> Given instruction: Restate the entries word for word, omitting nothing.

> Records provided:
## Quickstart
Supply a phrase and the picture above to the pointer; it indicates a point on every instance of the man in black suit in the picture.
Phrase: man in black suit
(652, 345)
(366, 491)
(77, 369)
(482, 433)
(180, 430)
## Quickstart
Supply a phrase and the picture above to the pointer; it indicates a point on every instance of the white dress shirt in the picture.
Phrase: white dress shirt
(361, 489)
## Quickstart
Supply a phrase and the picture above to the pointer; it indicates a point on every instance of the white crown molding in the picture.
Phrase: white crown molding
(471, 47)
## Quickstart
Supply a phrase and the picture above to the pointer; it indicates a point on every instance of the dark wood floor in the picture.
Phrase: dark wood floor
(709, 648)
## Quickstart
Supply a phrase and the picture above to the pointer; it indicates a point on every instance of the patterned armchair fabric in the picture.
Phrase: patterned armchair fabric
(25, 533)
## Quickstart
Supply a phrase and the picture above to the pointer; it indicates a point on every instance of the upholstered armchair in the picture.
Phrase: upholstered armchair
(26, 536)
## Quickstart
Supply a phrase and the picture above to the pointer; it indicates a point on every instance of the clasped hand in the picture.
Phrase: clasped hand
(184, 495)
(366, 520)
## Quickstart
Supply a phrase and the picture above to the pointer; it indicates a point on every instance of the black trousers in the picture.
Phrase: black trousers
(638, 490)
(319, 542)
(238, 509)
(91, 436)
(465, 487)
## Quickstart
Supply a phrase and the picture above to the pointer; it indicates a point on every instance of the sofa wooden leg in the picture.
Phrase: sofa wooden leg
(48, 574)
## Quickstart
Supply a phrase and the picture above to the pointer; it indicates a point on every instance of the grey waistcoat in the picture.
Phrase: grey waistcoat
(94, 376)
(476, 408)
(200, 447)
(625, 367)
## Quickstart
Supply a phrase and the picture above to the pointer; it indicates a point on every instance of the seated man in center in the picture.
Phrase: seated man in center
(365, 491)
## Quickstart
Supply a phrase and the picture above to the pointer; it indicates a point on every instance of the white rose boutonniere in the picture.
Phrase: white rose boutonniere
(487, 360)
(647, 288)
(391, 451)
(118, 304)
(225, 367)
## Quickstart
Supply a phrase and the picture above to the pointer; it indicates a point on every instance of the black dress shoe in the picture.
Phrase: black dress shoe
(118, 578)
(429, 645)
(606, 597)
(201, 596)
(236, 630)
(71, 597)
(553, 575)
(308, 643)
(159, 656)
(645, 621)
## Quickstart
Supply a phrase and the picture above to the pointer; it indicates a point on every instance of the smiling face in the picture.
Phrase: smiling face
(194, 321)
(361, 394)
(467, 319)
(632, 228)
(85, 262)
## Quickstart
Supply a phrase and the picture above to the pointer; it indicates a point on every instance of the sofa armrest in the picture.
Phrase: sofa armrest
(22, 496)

> Output:
## Quickstart
Supply a phrase and the picture above to the pointer; it indicates a point on every instance of the man in black suit in the picture.
Phrase: man in black suit
(652, 345)
(366, 491)
(77, 369)
(482, 433)
(180, 430)
## Quickstart
Supply a phrase and the picture above to the pointer; it indicates a point on every instance of the white dress shirt in the picture.
Phrase: white dress shirt
(361, 489)
## Quickstart
Supply a phrase and the picture above to the pointer; it indicates a point on every instance of the white crown molding in the picture.
Phrase: white crown molding
(471, 47)
## Quickstart
Supply a phrase and the picture above to the pointer; it indicates a point on every instance of the dark wood floor in the picture.
Phrase: dark wood floor
(709, 648)
## Quickstart
Supply a phrase and the picture above to the pointer; it indicates a point on every instance of the patterned armchair fabric in the picture.
Phrase: patterned armchair fabric
(25, 533)
## Quickstart
Supply a phrase and the picture above to the pointer; it indicates a point on every instance of the upholstered armchair in the picture.
Phrase: upholstered armchair
(26, 536)
## Quickstart
Supply a phrase and the picture above to the pointer; it indicates a point on every instance of the clasped hand in the picture.
Phrase: clasped hand
(184, 495)
(366, 520)
## Quickstart
Supply a phrase and the picture above to the pointer; it indicates a point on every instance of the black trousers in the picture.
Phrase: black trousers
(638, 490)
(319, 542)
(238, 509)
(91, 436)
(465, 487)
## Quickstart
Supply a phrase and the picture above to the pointer; it indicates a point on every instance of the sofa wooden leg in the picture.
Phrase: sofa wooden leg
(48, 574)
## Quickstart
Supply a phrase and the picture above to the pointer; it indicates a point on every instance of the grey waistcoat in the picture.
Phrase: grey waistcoat
(94, 376)
(476, 408)
(200, 447)
(625, 367)
## Quickstart
Supply a phrase and the picture above to the pointer; it indicates a point on every instance of the seated man in center in the picture.
Phrase: seated man in center
(365, 491)
## Quickstart
Supply a phrase and the picture above to the pointer; it indicates a point on every instance of the white rose boutonniere in the picture.
Phrase: white rose boutonniere
(487, 360)
(647, 288)
(391, 451)
(118, 304)
(225, 367)
## Quickstart
Supply a phrase and the picture above to the pointer; it indicates a point on every instance of the black dress shoe in the picture.
Phrase: black dress shoe
(118, 578)
(429, 645)
(606, 597)
(201, 596)
(236, 630)
(71, 597)
(553, 575)
(308, 643)
(159, 656)
(645, 621)
## Quickstart
Supply a phrase and the picture above to the pointer; it indicates a point on every instance of the smiling face in the picture.
Phrase: smiling face
(194, 321)
(361, 394)
(467, 319)
(632, 228)
(85, 262)
## Quickstart
Supply a phrase and the picture above to the pointer; it indicates a point on every instance of the sofa armrest in the picture.
Phrase: sofa armrest
(22, 496)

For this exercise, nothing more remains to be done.